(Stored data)
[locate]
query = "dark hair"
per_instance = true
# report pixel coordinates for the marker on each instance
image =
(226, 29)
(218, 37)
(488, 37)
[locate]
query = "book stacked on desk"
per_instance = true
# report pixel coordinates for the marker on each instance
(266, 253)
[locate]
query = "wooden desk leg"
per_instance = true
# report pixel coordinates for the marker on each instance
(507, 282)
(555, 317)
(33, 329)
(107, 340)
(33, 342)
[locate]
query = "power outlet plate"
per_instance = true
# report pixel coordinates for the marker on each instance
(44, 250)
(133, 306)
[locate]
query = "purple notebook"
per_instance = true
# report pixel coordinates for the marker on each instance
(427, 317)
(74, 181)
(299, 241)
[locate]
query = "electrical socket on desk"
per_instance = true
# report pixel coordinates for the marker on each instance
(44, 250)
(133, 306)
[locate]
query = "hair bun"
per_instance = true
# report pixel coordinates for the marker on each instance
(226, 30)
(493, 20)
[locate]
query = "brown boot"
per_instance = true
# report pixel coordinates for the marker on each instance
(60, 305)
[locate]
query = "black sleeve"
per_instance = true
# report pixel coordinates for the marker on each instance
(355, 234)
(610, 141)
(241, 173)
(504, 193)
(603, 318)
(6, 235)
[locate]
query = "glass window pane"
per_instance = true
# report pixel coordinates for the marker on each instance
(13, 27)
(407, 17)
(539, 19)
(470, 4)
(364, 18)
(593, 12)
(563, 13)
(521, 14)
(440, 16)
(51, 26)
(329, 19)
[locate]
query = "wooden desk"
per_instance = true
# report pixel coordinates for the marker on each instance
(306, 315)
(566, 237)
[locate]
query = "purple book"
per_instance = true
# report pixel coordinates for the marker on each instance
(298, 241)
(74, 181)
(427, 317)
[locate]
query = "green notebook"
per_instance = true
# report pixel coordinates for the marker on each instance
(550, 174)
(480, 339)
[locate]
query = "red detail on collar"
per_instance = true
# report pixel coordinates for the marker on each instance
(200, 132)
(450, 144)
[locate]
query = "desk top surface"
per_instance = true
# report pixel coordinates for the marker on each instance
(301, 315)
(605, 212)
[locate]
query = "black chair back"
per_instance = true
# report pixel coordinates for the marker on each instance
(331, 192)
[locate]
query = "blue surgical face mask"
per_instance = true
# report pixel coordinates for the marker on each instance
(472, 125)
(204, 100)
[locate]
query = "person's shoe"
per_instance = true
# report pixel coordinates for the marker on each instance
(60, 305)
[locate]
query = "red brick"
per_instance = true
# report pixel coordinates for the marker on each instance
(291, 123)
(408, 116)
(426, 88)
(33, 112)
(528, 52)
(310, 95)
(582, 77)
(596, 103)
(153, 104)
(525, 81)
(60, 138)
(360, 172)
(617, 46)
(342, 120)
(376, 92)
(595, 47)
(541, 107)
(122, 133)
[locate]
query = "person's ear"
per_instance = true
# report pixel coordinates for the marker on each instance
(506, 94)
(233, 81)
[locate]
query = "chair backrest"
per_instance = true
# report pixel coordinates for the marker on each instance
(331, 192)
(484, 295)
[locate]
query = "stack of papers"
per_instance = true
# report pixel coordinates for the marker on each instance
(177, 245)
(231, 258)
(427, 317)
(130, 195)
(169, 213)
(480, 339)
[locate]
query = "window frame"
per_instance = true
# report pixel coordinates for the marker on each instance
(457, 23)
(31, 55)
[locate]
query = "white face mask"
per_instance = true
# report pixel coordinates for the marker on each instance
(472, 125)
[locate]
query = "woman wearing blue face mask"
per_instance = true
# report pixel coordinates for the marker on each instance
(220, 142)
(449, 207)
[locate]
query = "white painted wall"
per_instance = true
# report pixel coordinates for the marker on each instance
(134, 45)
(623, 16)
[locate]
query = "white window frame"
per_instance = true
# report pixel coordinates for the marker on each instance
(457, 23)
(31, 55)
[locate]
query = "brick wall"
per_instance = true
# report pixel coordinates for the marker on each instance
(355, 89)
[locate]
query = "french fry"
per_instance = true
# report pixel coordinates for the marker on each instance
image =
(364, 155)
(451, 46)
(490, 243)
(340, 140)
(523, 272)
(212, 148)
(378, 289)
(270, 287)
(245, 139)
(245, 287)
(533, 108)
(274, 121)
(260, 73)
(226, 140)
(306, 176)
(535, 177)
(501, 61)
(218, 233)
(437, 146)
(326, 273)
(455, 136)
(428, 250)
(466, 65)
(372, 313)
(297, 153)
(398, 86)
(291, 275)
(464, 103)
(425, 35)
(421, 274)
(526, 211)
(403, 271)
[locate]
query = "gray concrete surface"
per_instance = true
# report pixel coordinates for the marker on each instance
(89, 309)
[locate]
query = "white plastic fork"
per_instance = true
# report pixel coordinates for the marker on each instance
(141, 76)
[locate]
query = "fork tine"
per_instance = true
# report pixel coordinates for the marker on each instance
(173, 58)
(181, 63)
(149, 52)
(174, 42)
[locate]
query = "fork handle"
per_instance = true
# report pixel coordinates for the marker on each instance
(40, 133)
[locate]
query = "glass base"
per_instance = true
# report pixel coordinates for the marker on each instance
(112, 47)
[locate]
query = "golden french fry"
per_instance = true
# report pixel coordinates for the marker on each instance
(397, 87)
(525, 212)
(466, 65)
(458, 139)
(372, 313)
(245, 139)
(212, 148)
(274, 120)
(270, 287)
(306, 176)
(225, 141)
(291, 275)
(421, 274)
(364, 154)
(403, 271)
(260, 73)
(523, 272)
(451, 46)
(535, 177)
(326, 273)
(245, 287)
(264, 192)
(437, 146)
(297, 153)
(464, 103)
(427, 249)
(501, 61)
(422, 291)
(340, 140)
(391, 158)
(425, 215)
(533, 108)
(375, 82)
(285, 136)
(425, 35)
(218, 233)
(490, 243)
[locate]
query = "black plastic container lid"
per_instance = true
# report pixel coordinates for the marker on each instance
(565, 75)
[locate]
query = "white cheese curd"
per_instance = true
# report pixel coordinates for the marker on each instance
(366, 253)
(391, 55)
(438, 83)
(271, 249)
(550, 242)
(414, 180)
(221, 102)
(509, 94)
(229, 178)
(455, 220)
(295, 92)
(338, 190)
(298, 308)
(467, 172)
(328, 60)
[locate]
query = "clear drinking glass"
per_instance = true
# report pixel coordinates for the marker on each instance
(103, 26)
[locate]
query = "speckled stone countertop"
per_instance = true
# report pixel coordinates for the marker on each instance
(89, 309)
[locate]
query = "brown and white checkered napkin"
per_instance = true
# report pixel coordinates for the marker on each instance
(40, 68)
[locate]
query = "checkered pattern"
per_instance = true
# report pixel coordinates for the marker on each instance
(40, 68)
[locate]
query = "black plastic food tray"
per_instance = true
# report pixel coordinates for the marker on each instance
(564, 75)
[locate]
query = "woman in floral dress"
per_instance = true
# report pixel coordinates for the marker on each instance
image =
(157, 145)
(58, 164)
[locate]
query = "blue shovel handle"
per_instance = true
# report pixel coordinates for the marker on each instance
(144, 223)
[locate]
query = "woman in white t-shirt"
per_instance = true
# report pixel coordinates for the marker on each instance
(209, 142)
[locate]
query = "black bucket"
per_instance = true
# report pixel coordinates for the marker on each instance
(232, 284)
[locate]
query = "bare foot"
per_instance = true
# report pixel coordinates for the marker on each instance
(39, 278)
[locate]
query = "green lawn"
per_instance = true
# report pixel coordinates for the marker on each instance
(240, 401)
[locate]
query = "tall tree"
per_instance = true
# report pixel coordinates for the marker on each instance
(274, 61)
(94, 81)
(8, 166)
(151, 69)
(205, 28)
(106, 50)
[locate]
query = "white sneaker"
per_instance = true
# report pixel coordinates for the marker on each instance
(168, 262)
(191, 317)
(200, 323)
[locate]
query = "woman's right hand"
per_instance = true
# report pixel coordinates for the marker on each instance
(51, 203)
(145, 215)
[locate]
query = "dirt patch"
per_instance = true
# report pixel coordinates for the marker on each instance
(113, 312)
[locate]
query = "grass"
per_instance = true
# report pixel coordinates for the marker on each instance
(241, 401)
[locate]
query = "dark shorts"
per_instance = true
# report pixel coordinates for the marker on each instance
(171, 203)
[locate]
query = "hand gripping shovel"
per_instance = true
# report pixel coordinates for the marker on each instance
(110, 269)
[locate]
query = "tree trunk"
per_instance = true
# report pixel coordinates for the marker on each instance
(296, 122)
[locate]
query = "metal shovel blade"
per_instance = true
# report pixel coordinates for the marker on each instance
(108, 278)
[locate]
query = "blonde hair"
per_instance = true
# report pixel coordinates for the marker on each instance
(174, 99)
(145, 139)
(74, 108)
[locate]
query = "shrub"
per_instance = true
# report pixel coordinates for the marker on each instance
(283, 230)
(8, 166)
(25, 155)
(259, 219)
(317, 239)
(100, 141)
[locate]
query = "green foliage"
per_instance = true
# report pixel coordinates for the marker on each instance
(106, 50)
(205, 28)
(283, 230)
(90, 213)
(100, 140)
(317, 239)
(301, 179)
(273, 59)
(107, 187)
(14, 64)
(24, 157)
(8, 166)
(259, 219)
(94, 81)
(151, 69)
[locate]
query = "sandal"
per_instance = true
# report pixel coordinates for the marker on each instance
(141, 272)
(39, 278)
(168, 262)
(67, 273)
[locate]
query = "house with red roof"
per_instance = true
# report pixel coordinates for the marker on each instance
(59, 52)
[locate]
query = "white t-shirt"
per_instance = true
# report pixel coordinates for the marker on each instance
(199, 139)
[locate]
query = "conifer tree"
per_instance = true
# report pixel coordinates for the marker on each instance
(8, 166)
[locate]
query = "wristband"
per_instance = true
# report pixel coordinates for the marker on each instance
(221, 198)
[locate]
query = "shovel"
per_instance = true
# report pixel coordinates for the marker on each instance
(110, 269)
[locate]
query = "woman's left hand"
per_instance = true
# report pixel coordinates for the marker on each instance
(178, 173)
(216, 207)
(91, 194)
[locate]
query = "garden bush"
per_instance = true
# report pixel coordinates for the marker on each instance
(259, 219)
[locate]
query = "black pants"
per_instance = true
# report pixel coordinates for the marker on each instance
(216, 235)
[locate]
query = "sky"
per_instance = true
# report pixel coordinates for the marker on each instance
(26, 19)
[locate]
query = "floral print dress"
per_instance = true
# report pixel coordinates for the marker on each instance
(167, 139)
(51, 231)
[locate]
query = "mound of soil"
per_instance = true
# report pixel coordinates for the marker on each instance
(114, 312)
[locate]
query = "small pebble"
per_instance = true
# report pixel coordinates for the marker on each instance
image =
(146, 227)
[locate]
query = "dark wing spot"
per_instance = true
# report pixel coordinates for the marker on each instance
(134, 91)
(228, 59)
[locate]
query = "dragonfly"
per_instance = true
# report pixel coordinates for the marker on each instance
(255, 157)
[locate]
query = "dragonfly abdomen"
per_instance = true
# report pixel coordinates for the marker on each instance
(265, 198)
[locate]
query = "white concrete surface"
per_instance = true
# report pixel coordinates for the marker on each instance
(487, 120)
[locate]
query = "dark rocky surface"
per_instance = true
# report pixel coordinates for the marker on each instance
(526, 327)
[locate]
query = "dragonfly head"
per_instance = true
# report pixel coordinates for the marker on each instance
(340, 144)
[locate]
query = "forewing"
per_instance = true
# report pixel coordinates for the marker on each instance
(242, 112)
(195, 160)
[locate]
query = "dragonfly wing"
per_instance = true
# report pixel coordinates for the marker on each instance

▶ THE EXERCISE:
Identify each line of the material above that contains the string "fork", and copy those lines in full.

▶ FULL SOLUTION:
query = "white plastic fork"
query = "fork tine"
query = "fork handle"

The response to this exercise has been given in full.